### WORK TO DO
Write out, word for word, only the lines from the one containing "Objective — a point for each instance of the bridle" through the final line of the data.

### WORKING DATA
..............................

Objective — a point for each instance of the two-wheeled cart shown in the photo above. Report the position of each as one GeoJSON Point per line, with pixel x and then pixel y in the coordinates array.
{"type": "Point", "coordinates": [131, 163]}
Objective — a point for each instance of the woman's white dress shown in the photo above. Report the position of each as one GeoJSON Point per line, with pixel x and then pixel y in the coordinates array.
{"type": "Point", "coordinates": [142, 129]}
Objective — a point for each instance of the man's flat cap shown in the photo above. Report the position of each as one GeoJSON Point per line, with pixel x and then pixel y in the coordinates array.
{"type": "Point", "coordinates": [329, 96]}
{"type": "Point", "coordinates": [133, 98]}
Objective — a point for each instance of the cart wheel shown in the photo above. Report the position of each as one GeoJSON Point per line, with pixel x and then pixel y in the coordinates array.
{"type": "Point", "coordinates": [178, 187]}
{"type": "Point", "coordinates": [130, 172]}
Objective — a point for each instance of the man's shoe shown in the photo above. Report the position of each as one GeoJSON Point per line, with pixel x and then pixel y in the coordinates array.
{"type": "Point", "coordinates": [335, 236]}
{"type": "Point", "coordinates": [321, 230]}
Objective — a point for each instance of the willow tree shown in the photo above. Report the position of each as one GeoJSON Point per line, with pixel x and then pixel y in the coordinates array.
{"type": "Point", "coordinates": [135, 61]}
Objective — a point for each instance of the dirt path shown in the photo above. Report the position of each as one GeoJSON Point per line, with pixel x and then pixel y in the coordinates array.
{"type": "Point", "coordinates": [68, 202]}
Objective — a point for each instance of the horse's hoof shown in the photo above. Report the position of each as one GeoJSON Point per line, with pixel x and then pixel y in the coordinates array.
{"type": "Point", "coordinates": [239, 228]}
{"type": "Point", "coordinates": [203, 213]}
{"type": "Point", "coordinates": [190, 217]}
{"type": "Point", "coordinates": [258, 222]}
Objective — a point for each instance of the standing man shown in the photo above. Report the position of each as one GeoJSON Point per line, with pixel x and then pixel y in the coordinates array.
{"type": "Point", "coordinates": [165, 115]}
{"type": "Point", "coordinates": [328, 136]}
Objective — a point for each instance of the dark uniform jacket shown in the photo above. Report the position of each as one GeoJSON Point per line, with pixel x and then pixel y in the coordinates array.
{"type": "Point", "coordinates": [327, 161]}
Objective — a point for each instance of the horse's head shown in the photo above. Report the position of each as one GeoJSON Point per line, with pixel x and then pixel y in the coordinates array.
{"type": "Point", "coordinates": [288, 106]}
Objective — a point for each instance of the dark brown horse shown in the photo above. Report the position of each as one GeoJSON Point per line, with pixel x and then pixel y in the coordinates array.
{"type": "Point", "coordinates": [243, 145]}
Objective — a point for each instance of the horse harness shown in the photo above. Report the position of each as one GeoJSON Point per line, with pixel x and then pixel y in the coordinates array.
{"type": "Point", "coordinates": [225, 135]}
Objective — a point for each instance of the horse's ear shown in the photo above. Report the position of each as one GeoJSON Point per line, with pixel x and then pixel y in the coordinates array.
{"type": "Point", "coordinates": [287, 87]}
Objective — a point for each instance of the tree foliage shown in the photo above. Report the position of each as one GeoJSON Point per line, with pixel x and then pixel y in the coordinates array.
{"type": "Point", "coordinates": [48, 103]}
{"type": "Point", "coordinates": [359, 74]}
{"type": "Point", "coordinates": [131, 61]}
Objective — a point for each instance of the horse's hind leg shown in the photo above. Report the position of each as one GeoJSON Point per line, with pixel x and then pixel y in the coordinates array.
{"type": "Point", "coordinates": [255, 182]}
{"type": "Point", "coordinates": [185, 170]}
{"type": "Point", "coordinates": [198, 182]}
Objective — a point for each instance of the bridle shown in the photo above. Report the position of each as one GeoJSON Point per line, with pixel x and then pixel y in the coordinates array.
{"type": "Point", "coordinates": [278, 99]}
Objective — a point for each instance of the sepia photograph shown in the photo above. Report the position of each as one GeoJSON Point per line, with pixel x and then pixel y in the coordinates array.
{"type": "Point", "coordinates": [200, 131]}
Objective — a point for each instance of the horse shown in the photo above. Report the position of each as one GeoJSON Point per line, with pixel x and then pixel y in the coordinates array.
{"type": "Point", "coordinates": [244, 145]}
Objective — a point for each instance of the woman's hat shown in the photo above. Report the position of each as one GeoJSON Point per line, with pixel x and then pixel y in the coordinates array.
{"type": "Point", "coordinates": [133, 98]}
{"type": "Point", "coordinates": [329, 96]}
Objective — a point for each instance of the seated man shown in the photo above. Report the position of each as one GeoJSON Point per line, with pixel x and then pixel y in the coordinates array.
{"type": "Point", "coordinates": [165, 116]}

..............................

### RESULT
Objective — a point for each instance of the bridle shown in the photo above. Report the position of each as one GeoJSON Point per line, with pixel x and then pixel y in the coordinates array.
{"type": "Point", "coordinates": [278, 99]}
Objective — a point for each instance of the sepia photograph shown in the photo above. Report the position of each as one GeoJSON Point per line, with pixel x and then pixel y in the coordinates array.
{"type": "Point", "coordinates": [200, 131]}
Objective — a point for each instance of the horse shown in the photo above. Report the position of each as one GeoJSON Point per line, with pixel x and then pixel y in the coordinates array.
{"type": "Point", "coordinates": [244, 145]}
Objective — a point for each instance of the woman's hat shown in the photo above. Report the position of each as one GeoJSON Point per line, with pixel x and then pixel y in the coordinates array.
{"type": "Point", "coordinates": [133, 98]}
{"type": "Point", "coordinates": [329, 96]}
Objective — a point for each instance of the seated man shown in the photo above. Report the position of each as one GeoJSON Point per line, with pixel x and then pixel y in the coordinates array.
{"type": "Point", "coordinates": [165, 116]}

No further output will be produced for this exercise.